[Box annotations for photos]
_ _ _ _

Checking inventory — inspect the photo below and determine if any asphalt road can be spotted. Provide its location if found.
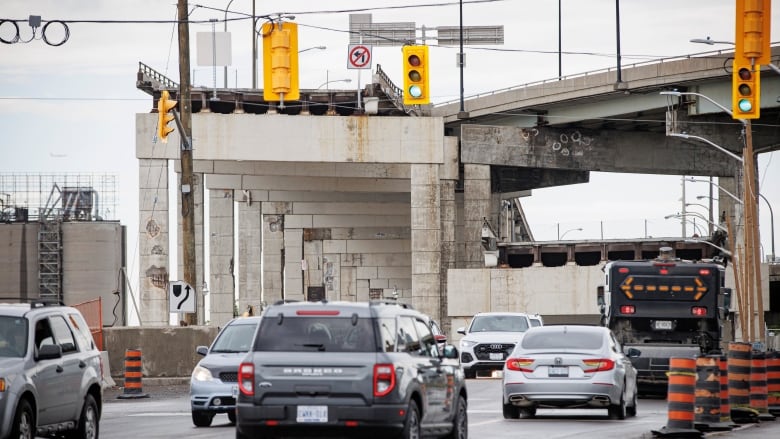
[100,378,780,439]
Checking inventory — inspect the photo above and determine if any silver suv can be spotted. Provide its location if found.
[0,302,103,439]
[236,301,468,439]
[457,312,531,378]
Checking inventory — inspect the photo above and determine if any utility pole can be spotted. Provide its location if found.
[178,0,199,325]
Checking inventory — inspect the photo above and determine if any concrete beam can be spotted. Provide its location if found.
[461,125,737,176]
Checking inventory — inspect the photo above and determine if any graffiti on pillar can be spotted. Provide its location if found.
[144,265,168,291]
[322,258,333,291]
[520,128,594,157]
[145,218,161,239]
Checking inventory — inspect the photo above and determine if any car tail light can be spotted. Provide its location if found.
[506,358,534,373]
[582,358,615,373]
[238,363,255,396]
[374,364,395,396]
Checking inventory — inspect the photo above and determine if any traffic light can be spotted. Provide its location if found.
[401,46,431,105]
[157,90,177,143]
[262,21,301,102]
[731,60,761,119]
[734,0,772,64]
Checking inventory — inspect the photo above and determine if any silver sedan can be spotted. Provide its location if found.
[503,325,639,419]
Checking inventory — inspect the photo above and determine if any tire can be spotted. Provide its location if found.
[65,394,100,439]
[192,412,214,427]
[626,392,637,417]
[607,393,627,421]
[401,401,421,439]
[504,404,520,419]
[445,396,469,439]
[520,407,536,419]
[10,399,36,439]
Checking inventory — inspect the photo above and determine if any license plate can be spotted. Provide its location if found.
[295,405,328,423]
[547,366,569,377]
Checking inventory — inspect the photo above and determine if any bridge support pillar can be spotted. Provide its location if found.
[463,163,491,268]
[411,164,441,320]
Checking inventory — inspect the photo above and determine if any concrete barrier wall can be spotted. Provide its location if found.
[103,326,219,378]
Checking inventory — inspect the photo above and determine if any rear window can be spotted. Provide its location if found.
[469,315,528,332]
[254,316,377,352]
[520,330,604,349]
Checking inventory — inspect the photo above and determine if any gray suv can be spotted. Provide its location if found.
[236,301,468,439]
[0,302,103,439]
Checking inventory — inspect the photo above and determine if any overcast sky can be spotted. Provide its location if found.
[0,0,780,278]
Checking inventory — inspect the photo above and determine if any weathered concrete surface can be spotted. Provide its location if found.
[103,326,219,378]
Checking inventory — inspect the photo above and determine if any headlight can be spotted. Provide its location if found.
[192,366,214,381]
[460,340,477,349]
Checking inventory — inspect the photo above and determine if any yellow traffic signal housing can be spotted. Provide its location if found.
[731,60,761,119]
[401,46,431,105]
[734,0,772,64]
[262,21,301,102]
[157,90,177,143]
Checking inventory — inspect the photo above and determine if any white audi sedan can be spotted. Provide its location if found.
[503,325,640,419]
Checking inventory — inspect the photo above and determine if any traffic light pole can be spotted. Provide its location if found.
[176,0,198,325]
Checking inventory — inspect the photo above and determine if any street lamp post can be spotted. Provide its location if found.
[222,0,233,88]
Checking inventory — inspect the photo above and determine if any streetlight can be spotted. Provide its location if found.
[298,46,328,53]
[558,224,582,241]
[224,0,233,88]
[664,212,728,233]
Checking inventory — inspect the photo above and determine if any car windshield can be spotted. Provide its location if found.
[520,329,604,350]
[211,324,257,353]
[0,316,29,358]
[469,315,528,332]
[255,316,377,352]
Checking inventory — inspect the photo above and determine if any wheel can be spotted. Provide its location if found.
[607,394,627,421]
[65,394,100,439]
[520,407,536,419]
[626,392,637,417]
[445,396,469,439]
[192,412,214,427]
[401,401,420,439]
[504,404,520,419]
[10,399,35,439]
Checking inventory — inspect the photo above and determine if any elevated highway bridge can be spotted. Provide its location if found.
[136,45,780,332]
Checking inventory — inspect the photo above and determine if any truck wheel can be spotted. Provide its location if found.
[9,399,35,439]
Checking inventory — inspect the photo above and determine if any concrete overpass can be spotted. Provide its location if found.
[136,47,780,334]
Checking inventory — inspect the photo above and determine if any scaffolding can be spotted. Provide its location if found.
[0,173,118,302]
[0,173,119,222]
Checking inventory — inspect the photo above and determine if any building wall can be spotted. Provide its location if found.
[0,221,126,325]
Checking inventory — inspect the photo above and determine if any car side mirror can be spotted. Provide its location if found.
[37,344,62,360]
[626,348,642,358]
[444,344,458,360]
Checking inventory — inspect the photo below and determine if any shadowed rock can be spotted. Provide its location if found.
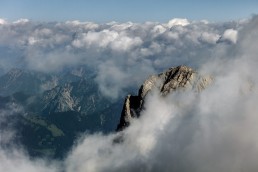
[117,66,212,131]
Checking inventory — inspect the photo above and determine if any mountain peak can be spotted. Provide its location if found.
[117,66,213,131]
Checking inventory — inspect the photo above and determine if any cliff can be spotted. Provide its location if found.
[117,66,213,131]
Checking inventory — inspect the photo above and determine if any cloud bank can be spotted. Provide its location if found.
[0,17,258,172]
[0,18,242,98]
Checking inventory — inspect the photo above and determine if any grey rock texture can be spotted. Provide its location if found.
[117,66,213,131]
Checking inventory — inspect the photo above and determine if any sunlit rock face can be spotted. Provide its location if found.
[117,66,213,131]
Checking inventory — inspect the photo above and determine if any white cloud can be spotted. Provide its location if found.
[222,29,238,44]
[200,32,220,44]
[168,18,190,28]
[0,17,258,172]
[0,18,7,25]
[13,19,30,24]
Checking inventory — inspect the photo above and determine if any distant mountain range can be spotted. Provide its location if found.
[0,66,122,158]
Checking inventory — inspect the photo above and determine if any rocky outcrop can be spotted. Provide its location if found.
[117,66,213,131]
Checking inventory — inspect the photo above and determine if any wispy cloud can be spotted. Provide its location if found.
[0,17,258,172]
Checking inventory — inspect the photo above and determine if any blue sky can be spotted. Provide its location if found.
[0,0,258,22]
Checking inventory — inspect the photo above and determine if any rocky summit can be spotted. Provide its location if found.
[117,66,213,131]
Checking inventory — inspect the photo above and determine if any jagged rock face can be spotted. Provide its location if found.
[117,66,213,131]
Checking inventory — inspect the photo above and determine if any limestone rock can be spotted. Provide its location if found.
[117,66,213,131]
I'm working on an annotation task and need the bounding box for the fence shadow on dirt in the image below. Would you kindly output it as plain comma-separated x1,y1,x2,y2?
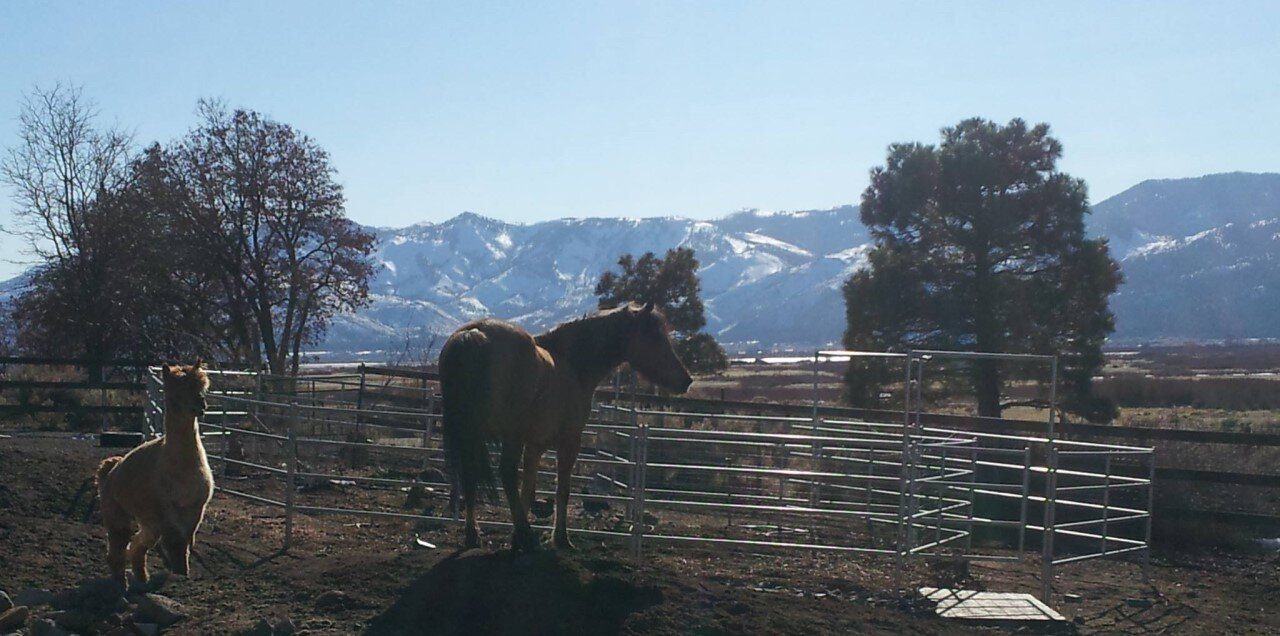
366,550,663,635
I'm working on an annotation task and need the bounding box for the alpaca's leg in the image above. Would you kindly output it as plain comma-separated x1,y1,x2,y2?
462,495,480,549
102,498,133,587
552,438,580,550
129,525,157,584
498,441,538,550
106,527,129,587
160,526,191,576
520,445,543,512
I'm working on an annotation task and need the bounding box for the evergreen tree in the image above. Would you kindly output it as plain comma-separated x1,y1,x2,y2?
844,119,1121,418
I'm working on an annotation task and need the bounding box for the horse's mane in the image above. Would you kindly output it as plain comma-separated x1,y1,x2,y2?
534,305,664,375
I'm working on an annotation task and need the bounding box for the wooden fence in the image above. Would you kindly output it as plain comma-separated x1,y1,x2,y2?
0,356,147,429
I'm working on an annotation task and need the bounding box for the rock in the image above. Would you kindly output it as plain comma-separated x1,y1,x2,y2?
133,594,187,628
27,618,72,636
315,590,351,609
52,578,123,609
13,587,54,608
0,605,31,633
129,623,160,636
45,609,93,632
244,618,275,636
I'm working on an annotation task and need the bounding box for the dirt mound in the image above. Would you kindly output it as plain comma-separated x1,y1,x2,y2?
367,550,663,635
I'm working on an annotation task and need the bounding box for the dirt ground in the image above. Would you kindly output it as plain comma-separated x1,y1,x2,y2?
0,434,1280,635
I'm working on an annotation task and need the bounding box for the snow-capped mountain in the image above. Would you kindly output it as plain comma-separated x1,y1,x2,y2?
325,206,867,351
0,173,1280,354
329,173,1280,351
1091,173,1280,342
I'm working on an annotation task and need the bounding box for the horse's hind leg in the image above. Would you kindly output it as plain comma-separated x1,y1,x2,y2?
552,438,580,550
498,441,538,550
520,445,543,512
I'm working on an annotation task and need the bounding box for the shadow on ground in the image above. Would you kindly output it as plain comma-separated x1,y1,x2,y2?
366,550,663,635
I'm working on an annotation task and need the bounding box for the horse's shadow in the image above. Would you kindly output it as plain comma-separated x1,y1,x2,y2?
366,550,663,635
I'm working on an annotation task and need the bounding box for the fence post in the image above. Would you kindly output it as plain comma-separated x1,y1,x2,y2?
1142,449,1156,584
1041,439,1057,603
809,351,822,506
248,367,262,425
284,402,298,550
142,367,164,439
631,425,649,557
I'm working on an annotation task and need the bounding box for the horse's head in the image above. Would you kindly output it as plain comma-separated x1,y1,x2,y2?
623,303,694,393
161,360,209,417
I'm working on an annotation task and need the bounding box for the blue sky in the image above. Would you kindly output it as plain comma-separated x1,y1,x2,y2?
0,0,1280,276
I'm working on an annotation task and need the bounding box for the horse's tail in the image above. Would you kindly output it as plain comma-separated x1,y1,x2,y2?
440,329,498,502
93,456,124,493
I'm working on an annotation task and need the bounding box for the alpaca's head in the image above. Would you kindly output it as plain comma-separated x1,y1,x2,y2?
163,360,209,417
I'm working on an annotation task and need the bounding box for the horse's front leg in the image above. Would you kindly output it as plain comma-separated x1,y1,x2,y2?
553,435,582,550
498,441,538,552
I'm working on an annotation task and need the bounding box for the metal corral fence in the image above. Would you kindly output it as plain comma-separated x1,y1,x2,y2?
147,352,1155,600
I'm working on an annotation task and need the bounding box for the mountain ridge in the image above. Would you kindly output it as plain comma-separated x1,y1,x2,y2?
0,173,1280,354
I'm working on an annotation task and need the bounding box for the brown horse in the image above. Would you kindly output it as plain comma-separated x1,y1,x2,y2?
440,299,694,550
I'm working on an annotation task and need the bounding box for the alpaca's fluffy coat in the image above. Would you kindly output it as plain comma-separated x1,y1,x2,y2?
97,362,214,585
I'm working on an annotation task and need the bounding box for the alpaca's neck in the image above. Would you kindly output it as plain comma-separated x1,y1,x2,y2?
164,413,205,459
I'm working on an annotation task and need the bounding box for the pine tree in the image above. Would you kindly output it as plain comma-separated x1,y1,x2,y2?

_ _ _ _

Task instructions. Reproduce the lines between the one holding "the horse's shadow" and the one holding "631,425,649,557", inclusive, substituting "wooden post" for "fence post" and leaving everything else unchanged.

Exercise result.
I'm working on an annotation task and need the bounding box for the horse's shadow in the image above. Would you kindly output it as plain comma-separated x1,y1,x2,y2?
366,550,663,635
I'm working on an annotation task and need the bounding box for the wooden post in the image above. Would you kindly output it as plain comma-separated x1,y1,x2,y2?
1142,449,1156,584
1041,439,1057,603
809,351,822,506
248,367,262,425
284,402,298,550
142,367,164,439
631,425,649,557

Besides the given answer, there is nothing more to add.